------ EXTRAIT DU DOCUMENT ------
Qu’il y a loin de cet insuccès de nos compatriotes aux résultats si remarquables obtenus par les colons d’origine britannique, allemande ou scandinave ! Sans doute les premiers parlent déjà la langue des États-Unis, et beaucoup d’entre eux sont familiers, même avant d’aborder sur ces rivages, avec les lois et les institutions américaines, ce qui fait qu’ils sont si promptement absorbés et assimilés dans la masse de la population ; mais les Allemands et les Scandinaves ne trouvent-ils pas souvent à leur arrivée les mêmes difficultés que nous ? Et cependant quels énergiques settlers, quels courageux pionniers ! Industrieux, calmes, intelligens, une grande partie des immigrans germaniques se fixent dans les districts ruraux de l’ouest et du sud, dont ils développent avec ardeur les ressources agricoles, tandis que les autres, artisans exercés, ouvriers habiles, trouvent dans les grandes villes et dans les centres manufacturiers une occupation des plus lucratives. De bonne grâce, tous se familiarisent bien vite avec la nouvelle langue qu’il leur faut parler, et qui a du reste tant de racines communes avec la leur.
------ DONNÉES FOURNIES ------
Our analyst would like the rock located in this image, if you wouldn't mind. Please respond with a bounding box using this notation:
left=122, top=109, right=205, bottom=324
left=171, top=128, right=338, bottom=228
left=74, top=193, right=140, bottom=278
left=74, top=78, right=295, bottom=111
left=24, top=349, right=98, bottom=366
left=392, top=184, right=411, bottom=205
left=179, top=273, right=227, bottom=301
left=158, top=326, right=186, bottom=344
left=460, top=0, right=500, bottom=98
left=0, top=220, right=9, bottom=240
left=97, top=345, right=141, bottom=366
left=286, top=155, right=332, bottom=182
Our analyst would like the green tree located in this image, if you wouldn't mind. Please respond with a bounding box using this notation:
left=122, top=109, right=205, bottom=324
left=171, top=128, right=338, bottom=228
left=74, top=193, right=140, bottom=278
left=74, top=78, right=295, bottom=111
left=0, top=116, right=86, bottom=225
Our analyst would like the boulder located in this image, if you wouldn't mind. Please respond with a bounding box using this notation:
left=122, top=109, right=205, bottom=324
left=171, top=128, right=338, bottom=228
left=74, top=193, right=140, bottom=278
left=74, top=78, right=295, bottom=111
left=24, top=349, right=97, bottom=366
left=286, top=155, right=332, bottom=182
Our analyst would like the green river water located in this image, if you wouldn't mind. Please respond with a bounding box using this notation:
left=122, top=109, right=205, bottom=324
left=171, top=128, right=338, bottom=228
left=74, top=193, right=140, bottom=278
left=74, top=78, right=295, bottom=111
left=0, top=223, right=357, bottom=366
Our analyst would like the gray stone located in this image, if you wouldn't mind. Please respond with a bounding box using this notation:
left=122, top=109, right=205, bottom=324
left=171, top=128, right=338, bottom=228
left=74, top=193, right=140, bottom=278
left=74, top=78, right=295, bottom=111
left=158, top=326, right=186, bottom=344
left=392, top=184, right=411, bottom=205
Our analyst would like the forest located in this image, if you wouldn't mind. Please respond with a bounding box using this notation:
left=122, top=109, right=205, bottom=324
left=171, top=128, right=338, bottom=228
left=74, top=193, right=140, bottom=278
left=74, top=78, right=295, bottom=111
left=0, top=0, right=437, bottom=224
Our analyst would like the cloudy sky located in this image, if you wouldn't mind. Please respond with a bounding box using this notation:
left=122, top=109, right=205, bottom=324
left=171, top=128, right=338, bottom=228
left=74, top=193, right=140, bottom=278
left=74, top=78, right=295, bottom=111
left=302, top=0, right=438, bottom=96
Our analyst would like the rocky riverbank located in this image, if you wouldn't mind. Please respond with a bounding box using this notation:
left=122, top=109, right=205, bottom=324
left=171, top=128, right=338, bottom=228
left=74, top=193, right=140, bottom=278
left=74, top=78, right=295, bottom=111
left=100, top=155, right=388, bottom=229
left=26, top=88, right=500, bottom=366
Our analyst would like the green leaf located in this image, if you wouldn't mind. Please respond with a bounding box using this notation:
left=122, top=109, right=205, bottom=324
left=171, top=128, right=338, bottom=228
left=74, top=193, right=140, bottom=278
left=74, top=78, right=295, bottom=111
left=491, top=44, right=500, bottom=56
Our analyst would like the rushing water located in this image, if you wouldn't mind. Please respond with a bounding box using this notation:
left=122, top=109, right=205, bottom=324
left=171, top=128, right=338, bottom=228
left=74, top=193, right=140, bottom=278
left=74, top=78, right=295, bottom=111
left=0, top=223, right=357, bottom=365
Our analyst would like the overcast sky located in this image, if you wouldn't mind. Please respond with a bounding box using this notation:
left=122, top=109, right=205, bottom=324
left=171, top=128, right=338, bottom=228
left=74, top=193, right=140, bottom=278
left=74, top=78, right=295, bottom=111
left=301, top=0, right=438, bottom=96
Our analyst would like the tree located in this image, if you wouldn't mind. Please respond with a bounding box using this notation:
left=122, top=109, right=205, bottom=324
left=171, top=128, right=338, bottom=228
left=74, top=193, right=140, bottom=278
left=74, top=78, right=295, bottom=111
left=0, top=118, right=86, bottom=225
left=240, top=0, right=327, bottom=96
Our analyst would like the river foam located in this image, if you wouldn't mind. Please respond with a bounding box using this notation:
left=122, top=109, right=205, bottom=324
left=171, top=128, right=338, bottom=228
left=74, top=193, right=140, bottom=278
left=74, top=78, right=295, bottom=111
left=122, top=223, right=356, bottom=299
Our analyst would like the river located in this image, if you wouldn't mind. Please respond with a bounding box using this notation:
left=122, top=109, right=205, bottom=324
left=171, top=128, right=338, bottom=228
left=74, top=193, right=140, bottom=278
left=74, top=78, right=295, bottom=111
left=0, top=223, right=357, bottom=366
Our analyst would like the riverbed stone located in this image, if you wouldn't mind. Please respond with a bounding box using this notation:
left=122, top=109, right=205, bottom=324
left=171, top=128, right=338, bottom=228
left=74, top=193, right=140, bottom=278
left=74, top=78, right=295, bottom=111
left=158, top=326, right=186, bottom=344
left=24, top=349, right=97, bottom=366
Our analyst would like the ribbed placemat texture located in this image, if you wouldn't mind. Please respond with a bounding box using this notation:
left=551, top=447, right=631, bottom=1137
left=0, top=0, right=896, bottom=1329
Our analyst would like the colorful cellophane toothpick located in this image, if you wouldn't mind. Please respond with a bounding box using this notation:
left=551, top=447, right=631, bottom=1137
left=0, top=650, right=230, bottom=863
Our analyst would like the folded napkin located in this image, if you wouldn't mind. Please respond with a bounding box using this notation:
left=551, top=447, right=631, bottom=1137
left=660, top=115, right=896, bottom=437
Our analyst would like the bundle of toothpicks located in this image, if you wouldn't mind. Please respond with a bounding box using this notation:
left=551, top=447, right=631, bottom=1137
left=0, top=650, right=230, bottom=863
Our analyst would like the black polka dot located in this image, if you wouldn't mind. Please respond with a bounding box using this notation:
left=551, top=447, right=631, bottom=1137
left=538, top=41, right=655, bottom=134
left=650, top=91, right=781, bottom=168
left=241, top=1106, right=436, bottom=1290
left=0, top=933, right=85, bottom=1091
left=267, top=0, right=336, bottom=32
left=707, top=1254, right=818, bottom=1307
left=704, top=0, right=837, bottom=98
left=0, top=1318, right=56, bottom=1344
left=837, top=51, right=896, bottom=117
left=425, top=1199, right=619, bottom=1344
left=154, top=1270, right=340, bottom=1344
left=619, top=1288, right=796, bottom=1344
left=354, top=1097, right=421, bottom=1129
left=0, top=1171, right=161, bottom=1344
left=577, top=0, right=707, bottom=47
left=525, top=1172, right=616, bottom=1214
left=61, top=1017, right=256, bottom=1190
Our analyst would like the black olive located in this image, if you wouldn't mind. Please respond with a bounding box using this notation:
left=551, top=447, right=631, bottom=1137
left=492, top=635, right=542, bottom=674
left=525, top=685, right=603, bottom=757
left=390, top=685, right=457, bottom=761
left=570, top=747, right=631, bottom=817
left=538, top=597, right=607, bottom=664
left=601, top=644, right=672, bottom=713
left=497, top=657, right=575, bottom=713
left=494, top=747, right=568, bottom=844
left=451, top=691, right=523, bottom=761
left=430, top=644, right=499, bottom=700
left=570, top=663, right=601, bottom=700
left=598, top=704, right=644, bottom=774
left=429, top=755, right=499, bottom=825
------
- [TRAVAIL DEMANDÉ] Selon l'extrait sur les colons aux États-Unis, où se fixe une grande partie des immigrants germaniques ? Ces lignes proviennent d'une autre source que l'extrait.

- [EXERCICE CORRIGÉ] Dans les districts ruraux de l'ouest et du sud.